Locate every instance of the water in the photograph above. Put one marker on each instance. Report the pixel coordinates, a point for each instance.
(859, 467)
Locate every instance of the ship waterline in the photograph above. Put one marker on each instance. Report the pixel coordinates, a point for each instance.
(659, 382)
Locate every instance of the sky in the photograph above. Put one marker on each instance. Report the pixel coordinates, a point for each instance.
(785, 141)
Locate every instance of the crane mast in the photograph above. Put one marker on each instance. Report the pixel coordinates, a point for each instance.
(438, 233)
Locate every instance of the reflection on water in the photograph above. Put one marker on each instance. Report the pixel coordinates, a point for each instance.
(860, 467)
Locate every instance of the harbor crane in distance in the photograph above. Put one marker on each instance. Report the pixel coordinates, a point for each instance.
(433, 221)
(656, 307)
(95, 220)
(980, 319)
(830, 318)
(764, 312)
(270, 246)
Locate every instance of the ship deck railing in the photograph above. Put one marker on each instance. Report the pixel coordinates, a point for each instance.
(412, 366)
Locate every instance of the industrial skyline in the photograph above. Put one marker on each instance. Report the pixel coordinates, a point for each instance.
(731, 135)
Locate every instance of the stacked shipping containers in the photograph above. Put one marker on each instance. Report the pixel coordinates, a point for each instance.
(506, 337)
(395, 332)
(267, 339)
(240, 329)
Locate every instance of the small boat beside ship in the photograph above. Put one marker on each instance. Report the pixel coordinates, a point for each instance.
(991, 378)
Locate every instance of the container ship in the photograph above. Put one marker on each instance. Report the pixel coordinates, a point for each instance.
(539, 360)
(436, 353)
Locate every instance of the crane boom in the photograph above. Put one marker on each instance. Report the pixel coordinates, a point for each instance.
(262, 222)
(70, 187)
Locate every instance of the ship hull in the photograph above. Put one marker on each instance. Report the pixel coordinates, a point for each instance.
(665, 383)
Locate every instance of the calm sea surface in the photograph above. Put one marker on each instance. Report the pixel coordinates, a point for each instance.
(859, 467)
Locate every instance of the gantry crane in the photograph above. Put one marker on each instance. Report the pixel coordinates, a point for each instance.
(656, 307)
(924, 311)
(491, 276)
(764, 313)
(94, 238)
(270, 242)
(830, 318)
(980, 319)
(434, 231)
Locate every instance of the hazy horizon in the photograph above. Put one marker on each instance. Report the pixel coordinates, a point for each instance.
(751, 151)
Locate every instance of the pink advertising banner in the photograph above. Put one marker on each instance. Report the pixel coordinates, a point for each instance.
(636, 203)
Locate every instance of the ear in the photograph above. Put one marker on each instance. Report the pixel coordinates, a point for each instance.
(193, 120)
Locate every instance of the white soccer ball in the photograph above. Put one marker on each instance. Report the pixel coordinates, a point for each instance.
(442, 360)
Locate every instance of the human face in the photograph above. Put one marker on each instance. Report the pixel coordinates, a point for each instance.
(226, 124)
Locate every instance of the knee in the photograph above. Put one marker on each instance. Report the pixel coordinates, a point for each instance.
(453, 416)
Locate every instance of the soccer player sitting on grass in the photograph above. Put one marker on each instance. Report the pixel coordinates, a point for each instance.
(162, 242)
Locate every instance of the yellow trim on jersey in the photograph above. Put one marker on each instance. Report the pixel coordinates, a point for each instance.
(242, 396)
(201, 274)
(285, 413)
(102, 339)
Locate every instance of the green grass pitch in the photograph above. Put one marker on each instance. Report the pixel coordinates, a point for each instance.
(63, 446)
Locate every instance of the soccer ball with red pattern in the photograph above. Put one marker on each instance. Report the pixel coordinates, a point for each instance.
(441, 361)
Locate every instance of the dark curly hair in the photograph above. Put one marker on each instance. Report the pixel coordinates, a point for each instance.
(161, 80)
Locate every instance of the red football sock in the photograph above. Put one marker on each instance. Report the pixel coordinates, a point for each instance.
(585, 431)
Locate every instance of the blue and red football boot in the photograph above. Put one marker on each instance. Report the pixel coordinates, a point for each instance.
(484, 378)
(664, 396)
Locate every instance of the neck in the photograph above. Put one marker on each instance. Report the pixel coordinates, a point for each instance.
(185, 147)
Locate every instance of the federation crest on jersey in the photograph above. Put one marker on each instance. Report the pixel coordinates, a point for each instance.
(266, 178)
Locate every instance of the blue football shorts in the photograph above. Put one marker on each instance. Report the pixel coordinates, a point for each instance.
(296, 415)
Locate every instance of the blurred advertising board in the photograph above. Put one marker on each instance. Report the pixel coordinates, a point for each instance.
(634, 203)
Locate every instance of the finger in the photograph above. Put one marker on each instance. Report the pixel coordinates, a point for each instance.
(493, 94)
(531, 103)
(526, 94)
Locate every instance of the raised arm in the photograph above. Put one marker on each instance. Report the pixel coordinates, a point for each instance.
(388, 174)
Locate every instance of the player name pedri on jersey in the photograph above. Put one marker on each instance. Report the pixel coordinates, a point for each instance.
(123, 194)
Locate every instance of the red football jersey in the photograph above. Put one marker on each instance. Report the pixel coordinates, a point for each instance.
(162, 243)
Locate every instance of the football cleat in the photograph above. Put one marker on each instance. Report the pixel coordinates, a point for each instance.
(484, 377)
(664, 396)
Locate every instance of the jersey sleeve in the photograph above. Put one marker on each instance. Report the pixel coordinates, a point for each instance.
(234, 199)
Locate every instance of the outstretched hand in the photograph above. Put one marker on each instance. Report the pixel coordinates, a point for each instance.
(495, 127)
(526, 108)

━━━━━━━━━━━━━━━━━━━━━━━━━━━━━━

# Exercise requirements
Please rewrite the records above, changing "marker" to "dot" wherever it occurs and keeping everything else the same.

# Response for this exercise
Locate every instance of the water in the photograph above. Put one dot on each instance. Report the pixel coordinates, a point for each instance.
(859, 467)
Locate every instance of the ship waterline in the photograph above. Put one dot on each instance. Report the pixel coordinates, a point for each instance.
(659, 382)
Locate every instance of the sky in the photograph above. Put one dot on each instance. Report the pixel coordinates, a point for each instance.
(785, 141)
Locate every instance of the crane mast in the photograph above. Put one dot on each instance. Report the pixel coordinates, a point for each instance.
(438, 233)
Locate every instance of the reflection on water in the photograph above. Put one dot on each instance. Report the pixel coordinates, a point for each instance.
(860, 467)
Locate every instance of the harbor crane in distance in the photograph above. Put one dot on each instance. Report the pixel coordinates, a point for each instance.
(433, 221)
(656, 307)
(95, 220)
(980, 319)
(830, 318)
(764, 312)
(270, 246)
Locate every instance of the ship deck railing in the photograph above. Put one dot on each instance. Report the pixel coordinates, a point for each instance.
(412, 366)
Locate every instance of the industrial skyline in the photograph above. Put one dot on each instance. Report the pixel coordinates, a point for each instance.
(731, 135)
Locate every instance of the stacked shipping containers in the photograph above. Put one dot on each instance. Report the pixel coordinates, a point for each instance.
(506, 337)
(395, 332)
(267, 339)
(240, 329)
Locate every instance of the small boat beside ship in the photograph above. Put one dot on each instance. Report the pixel coordinates, a point for each instance.
(991, 378)
Locate every instance of the container ship in the photograph above. Put one dot on each instance. Report the pixel coordinates, a point for each instance.
(539, 360)
(436, 353)
Locate every instance of the crane boom in the photograph above. Put one dot on each instance. Report the pixel coordinates, a point for each instance.
(262, 222)
(70, 187)
Locate every instance of the ship hull in the photograph above. Put one dot on each instance. Report the pixel coordinates, a point for each instance.
(665, 383)
Locate every instance of the calm sea surface in the photograph above. Put one dot on each instance. Report the pixel coordinates, a point for each instance.
(859, 467)
Locate every instance of the gantry crane in the photograph above. Put one dot on each instance. Report the pixel coordinates, a point for each instance.
(656, 307)
(924, 311)
(491, 276)
(764, 313)
(94, 238)
(270, 242)
(830, 318)
(980, 319)
(434, 231)
Locate every instance of the hazy horizon in the photograph above. Put one dot on each instance. Report the pixel coordinates, a point for each instance.
(751, 151)
Locate every instance of the pink advertising banner in the photograph above. Put one dot on each instance. Report the pixel coordinates, a point for each instance.
(636, 203)
Locate every instance of the ear in the photograph above. Put one dot on each instance. Report the pixel coordinates, a point for each instance.
(193, 120)
Locate every instance of the white soccer ball in the photograph above. Put one dot on each instance. Report the pixel coordinates, a point for each instance.
(442, 360)
Locate every instance of the human face in the photograph above. Put one dot on each instance. Report the pixel coordinates, a point for each instance.
(226, 124)
Locate every instance of the knee in the photograph above. Put one dot on each instance. Report the pixel coordinates, a point for each instance.
(453, 416)
Locate every instance of the soccer player sitting on grass in the photograph above. Put one dot on each instance. Report the pixel coordinates, a point for each instance.
(162, 242)
Locate every instance of the yellow trim on jersey in the photograph above. Put one dot on each instance. Report the pixel coordinates, a point for each instance.
(242, 396)
(201, 274)
(285, 413)
(102, 339)
Locate every instance of the green grass pitch in the photograph above. Put one dot on each instance. Report the pixel coordinates, a point for each instance.
(63, 446)
Locate every instance of the soccer ball with red pattern in the photograph above. Put one dot on each instance. Report the pixel coordinates, a point for each instance.
(441, 361)
Locate every instance of the dark curly hair in the photograph above. Put one dot on each instance. Report the pixel coordinates, a point for each instance.
(161, 80)
Locate every instance of the red football sock in the photograph above. Put one dot on each instance. Report the pixel coordinates, a point for each instance.
(585, 431)
Locate every instance of the blue and red football boot in the photograph above. Put one dot on each instance. Report the pixel coordinates, a point for each instance.
(484, 378)
(664, 396)
Locate every instance of the neck in the photograph above. Put one dot on each instance. Report the pixel coordinates, a point for each instance.
(185, 147)
Locate every instance of the federation crest on jersey in the photograph above. Put one dot on each instance. Report the pixel coordinates, a point for each instance.
(266, 178)
Locate every instance of the blue football shorts in the photograph above. Put one dot on each instance. Report the pixel coordinates, a point for each instance.
(296, 415)
Locate every instance of the blurred advertising board in the photograph above. Put one dot on each instance. Report the pixel coordinates, a point for each instance.
(634, 203)
Locate every instance of the finger in the photograph above. Put one dot on each instance. Report the pixel coordinates, a point for each instance.
(493, 94)
(531, 103)
(526, 94)
Locate every instance of the raised arm in the photograph above. Put one dot on each instance. Report the pixel coordinates, a point for each instance.
(388, 174)
Locate every instance of the player name pedri on jersey in the photograph above. Put one dot on each instance. Report the pixel coordinates, a point for each instance.
(123, 194)
Locate every instance of the red football jersey in the photograph above. Put one dot on each instance. Report the pixel coordinates, a point for each instance.
(162, 243)
Locate every instance of the football cleat in the photograph above. Put one dot on each instance. Report the pixel coordinates, a point for each instance.
(484, 377)
(664, 396)
Locate every instance of the jersey sleeve in the photograph above. Put one dot on each instance. Report the pixel coordinates, a point for each instance.
(234, 199)
Locate every instance of the outstretched hand in the photograph above. Put one dot on each instance. Report the pixel coordinates, a point for each instance.
(495, 127)
(526, 108)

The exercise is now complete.